Data supplied:
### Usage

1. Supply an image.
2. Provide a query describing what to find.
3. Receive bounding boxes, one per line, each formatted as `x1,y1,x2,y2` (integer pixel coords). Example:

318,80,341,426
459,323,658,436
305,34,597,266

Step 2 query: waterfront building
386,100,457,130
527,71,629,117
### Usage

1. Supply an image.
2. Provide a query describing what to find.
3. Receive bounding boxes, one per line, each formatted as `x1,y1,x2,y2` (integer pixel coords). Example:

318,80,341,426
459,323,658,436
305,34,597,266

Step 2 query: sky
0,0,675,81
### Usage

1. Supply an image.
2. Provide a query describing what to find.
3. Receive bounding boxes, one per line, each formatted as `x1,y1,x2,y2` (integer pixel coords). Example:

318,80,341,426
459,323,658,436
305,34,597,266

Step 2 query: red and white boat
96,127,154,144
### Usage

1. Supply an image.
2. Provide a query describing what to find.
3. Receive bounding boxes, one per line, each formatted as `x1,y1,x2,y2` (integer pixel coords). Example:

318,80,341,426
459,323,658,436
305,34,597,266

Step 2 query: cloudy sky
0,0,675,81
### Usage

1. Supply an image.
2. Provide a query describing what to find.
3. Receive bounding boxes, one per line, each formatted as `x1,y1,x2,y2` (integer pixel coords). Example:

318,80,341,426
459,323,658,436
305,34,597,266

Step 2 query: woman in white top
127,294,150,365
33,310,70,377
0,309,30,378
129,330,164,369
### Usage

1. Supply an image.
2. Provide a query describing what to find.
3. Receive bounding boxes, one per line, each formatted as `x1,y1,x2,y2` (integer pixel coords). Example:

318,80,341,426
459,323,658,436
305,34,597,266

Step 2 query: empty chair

Task to carry out:
Reproduce the lines exactly, starting at the first line of the records and ending at the line that contains "527,71,629,117".

Answer to the problem:
### Usage

1. Supply an image.
2. Provide a query describing what to find.
3. Receive bounding boxes, one per line, each formatted as `x1,y1,x2,y2` (integer pixel coords). Example:

318,80,341,426
459,323,658,436
305,34,597,266

Step 2 query: waterfront building
386,100,457,130
527,71,629,117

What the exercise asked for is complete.